◆ **Texte fourni**
********
Le monde se divise en deux, c’est certain

Publié le 29 mai 2009 par Innommables

As-tu remarqué?

Le monde se divise en deux.

Pas en trois, ni en quatre, ni (à Dieu ne plaise) en d’innombrables portions regroupant des individus que rapprocheraient quelques convictions politiques communes, l’amour du cinéma turc des années 50 ou l’aquariophilie d’eau douce.

Non.

Le monde se divise en deux.

Et même si Michel Quint, plus connu pour son roman Effroyables jardins que pour sa fonction de prof de lettres, se tue à te répéter que "le manichéisme en histoire est une sottise", tu conviendras comme moi qu’en histoire comme ailleurs, le manichéisme est l’équivalent doctrinal du bon gros fauteuil en cuir stratégiquement placé devant la cheminée où pétillent deux grosses bûches par une glaciale soirée d’hiver: le (ré) confort absolu à moindres frais.

Ne me regarde pas comme ça, je suis la première à reconnaître le simplisme de mes prises de position, j’ai honte (ça ne se voit pas? je vais faire un effort).

Qu’est-ce qui me prend de verser soudain dans la métaphysique de comptoir, me demanderas-tu ?
Je ne sais.

Soit je file un mauvais coton.

Soit la victoire espagnole en Ligue des Champions, dont je me contrefous personnellement comme de ma dernière chaussette, a durablement perturbé mon légendaire sens de la gaudriole et de l’humour gras.
********
◆ **Données à examiner**
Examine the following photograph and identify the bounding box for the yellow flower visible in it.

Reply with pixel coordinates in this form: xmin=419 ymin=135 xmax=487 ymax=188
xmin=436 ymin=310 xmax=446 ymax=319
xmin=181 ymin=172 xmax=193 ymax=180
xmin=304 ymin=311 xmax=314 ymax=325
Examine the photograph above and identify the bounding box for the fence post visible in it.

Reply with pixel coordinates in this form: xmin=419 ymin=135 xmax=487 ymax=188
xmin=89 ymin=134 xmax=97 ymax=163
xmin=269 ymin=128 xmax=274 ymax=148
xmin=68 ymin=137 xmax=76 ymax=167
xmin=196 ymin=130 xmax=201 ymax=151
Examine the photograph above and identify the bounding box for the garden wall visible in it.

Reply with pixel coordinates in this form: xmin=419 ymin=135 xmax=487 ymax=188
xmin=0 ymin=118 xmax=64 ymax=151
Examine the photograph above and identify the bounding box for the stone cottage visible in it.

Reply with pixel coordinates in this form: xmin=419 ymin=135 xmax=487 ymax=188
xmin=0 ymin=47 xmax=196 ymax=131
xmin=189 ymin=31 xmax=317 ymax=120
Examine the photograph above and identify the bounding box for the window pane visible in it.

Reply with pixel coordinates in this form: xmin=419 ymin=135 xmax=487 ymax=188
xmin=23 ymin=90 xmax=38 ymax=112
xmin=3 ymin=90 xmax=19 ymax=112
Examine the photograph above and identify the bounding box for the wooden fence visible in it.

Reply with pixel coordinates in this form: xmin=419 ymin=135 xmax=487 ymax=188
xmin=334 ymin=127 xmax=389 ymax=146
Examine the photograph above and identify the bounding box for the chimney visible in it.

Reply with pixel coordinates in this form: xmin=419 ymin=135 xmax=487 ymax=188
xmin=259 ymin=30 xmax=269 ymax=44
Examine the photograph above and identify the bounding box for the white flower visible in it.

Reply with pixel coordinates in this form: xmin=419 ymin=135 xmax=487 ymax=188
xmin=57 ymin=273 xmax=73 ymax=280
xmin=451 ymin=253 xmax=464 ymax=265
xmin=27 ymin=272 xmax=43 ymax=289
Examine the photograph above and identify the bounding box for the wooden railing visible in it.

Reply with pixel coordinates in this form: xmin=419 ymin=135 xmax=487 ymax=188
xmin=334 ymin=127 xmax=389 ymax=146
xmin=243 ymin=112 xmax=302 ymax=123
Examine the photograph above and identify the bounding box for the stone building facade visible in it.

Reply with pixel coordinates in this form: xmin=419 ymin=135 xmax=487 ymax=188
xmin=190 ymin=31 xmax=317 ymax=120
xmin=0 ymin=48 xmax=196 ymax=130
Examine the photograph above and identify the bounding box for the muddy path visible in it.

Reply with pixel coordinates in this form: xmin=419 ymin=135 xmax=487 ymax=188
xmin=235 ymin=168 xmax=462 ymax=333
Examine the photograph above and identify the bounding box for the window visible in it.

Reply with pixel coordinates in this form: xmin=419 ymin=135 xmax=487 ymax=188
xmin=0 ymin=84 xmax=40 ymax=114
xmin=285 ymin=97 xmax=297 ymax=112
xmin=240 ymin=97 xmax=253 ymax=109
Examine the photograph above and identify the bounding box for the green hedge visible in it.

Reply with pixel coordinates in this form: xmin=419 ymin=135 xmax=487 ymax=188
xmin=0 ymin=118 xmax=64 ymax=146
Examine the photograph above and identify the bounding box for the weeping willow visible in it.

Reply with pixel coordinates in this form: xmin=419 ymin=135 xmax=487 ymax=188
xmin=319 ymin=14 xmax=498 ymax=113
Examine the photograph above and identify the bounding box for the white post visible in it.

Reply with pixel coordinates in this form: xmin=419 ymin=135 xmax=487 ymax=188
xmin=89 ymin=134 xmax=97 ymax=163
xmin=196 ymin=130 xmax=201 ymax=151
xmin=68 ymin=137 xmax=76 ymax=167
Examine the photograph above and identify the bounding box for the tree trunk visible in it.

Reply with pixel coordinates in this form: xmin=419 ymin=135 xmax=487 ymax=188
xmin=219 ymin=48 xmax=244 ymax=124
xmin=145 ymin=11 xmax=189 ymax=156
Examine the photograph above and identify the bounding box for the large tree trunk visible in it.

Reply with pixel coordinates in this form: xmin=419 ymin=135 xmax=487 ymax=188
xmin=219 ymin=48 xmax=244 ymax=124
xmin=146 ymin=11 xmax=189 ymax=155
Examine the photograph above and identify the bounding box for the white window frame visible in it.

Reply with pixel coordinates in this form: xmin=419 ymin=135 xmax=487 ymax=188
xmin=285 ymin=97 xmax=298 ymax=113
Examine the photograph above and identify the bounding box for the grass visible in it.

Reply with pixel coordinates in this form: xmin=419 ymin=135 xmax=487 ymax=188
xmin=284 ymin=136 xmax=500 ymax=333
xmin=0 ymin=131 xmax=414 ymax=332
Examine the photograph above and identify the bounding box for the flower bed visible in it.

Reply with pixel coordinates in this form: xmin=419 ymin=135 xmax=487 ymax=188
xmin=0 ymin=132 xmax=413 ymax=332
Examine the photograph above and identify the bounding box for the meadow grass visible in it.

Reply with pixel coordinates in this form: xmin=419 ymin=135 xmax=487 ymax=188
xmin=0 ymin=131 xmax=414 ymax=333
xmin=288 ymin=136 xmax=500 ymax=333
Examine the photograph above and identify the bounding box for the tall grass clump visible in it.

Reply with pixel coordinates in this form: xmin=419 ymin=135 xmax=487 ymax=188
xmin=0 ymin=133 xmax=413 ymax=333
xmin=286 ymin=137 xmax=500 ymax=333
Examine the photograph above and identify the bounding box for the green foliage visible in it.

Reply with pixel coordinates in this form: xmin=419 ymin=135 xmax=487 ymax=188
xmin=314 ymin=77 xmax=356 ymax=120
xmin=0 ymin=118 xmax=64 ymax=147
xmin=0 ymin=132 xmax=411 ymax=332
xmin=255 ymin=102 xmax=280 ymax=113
********
◆ **Travail demandé**
Prolongez le billet sur le monde qui se divise en deux en reprenant juste après sa dernière phrase, dans le même ton.

◆ **Réponse proposée**
Peut-être (je dis bien peut-être) ai-je relativement mal digéré la bagarre générale qui a éclaté au foyer d’hébergement mercredi soir après la défaite de Manchester, bagarre amicale et sportive bien entendu, au cours de laquelle les génitrices des supporters avinés ont été copieusement insultées, le Prophète de l’Islam traîné dans la boue (quel rapport? Ne me le demande pas, je ne pourrais pas te répondre), les spectateurs à fort taux de mélanine abreuvés de cris de singes et l’un de mes patients légèrement blessé par la rencontre (accidentelle, évidemment) d’une bouteille de whisky avec sa boîte crânienne.

Et encore.

Nous avions la chance de nous trouver quelque part en banlieue parisienne, et non pas au Nigeria, où la victoire de Barcelone a donné envie à un chauffeur de bus d’écraser quatre piétons.
Représailles bien légitimes, me diras-tu, et je ne pourrai qu’opiner du chef.

Et si la planète n’était après tout qu’un gigantesque ballon de football que se disputent six milliards de connards persuadés d’être dans le bon camp?